## Required work
Pick up the text on cat anatomy right after its last sentence and keep it going.
[Document segment Boundary: Start]
A Skeleton Made for Flexibility

Cats have an unusually flexible skeleton, and a big reason is their collarbone. In humans, the clavicle is a rigid bone connecting the breastbone to the shoulder blade. In cats, the clavicle is free-floating, attached only by muscle rather than bone-to-bone joints. Their shoulder blades are also free-floating, held in place entirely by musculature.

This gives cats two major advantages. First, they can compress their bodies to squeeze through tight spaces, since there’s no rigid bony frame locking their shoulders in place. Second, it extends their stride length when running. Without a fixed shoulder joint limiting their reach, cats can stretch their front legs farther forward with each stride. This is part of what makes even a house cat look so fluid when it runs or lands from a jump.

A Tongue That Works Like a Comb

If you’ve ever been licked by a cat, you’ve felt their papillae: hundreds of sharp, backward-facing spines made of keratin (the same material as your fingernails). Research published in the Proceedings of the National Academy of Sciences examined the tongues of six cat species, from domestic cats to lions, and found that all of them share the same specialized structure. Each papilla has a U-shaped hollow cavity at its tip that spontaneously wicks saliva from the mouth through surface tension.

When a cat grooms, these tiny scoops pull saliva deep into the fur, past the outer layer and down to the skin. This serves double duty: it cleans the fur by removing loose hair and debris, and it cools the cat through saliva evaporation. It’s an elegant system that replaces the need for sweating, which cats can’t do through most of their skin.
[Document segment Boundary: End]
[Data extract Boundary: Start]
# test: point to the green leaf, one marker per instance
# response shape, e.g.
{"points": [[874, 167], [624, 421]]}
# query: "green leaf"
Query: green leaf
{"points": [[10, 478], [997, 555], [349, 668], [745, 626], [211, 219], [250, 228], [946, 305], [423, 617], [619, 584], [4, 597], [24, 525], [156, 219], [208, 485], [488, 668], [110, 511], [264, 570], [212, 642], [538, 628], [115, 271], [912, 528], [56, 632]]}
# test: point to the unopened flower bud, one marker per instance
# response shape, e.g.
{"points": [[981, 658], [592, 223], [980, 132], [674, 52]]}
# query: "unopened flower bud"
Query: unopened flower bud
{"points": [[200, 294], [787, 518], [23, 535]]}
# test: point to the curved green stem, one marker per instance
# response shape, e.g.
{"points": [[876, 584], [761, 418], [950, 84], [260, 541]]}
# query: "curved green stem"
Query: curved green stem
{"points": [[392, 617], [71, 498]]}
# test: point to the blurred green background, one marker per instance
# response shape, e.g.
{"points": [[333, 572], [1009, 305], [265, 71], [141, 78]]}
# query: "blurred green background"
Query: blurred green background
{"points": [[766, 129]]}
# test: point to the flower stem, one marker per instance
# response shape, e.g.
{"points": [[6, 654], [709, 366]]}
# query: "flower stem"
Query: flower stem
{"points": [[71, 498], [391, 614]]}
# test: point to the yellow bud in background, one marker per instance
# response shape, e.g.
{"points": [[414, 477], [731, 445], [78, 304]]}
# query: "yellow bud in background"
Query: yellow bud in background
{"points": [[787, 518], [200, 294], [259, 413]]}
[Data extract Boundary: End]
## Answer
Whiskers as Precision Sensors

All cats have whiskers (vibrissae) that function as sophisticated touch sensors. Unlike insect antennae, whiskers contain no sensory receptors along their length. Instead, each whisker is rooted in a richly innervated follicle packed with mechanoreceptors. When a whisker bends, even slightly from airflow or direct contact, that deformation travels down the shaft to the base, where the nerve endings interpret it. Cats use this system for everything from judging whether they can fit through a gap to detecting the movement of nearby prey in total darkness. The whiskers on the cheeks are typically arranged in a consistent grid of rows and columns, a pattern found across feline species.

Shared Genetics Across Species

Domestic cats have 38 chromosomes (19 pairs), and this number is highly representative of the entire cat family. The domestic cat’s chromosomal architecture is considered ancestral for most carnivores, meaning it closely resembles the genetic layout that the common ancestor of all cats carried. One notable exception is the ocelot lineage from South America, where a chromosomal rearrangement reduced the count to 36. But across the vast majority of felid species, the genetic framework is strikingly conserved.

Sleep and Grooming Patterns

Cats are champion sleepers. More than half of domestic cats sleep between 12 and 18 hours a day, and nearly 40% sleep more than 18 hours. This pattern reflects the energy strategy of an ambush predator: conserve energy between hunts, then expend it in short, intense bursts. Wild cats follow the same general pattern, adjusting for the demands of their specific habitat and prey availability.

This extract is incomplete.